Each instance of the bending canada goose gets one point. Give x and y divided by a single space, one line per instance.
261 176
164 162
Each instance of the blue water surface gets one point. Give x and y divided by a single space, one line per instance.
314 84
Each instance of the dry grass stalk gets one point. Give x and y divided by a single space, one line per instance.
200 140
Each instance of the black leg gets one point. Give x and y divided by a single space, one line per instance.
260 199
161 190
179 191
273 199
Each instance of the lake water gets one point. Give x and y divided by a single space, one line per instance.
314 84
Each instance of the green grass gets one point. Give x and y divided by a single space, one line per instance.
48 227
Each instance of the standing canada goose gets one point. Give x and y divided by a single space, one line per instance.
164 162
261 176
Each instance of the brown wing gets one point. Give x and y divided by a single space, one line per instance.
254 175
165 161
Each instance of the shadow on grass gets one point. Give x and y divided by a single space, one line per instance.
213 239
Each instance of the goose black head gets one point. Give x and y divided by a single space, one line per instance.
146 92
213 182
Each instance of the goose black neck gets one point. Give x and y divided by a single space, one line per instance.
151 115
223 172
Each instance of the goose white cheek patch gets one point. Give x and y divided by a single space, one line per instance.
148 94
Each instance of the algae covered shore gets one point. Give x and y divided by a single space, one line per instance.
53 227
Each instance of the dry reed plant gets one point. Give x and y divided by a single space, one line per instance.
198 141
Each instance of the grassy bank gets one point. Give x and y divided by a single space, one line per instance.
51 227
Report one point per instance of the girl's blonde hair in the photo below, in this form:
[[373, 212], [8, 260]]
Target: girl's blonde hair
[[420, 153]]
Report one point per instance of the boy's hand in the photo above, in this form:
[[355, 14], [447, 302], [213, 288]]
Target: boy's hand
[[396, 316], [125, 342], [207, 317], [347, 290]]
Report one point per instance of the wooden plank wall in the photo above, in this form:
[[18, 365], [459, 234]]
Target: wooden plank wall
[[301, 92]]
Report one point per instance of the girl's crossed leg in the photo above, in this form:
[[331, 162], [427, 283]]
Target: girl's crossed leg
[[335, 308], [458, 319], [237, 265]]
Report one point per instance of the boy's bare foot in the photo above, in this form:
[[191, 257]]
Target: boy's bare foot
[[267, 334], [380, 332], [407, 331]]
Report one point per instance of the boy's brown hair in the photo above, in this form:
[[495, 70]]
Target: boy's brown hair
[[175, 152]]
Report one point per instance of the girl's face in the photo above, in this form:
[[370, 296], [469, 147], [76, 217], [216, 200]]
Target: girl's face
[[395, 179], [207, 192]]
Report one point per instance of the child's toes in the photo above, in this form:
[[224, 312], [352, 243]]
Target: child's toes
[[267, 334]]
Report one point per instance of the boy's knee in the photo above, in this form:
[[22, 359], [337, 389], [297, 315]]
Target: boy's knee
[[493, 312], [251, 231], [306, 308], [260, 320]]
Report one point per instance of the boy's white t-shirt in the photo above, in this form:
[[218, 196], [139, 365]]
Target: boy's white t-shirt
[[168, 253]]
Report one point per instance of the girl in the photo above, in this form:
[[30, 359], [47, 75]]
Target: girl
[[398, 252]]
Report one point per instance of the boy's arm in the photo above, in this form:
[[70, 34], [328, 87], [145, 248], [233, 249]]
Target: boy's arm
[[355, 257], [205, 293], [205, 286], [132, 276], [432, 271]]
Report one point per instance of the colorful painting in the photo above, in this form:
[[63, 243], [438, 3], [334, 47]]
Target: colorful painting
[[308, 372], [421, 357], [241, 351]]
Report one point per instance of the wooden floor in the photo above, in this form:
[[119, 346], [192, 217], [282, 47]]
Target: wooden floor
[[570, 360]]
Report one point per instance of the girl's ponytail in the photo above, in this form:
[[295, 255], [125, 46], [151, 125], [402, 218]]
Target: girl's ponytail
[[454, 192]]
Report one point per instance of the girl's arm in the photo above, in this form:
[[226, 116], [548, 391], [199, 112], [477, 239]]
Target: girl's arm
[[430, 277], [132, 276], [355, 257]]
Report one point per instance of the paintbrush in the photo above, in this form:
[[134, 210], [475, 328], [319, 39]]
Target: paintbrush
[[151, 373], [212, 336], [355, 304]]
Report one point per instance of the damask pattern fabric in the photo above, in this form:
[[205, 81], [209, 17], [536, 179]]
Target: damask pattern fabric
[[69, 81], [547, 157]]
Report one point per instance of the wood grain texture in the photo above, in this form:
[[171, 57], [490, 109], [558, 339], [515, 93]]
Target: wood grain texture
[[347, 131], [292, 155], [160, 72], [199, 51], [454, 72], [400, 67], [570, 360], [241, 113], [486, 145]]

» Exercise objective: Write out exactly the lines that fall from the line with "Target: child's toes" to the line with "[[218, 196], [139, 365]]" in the records above, keeping both ends.

» Task result:
Target: child's toes
[[267, 334]]
Report one point per instance of the boy's knee in the photo above, in this form:
[[22, 359], [337, 389], [297, 315]]
Target: boy's knee
[[493, 312], [251, 231], [306, 308], [260, 320]]
Report one point per instance of the boy's white t-shirt in the photo above, in this form:
[[218, 196], [139, 365]]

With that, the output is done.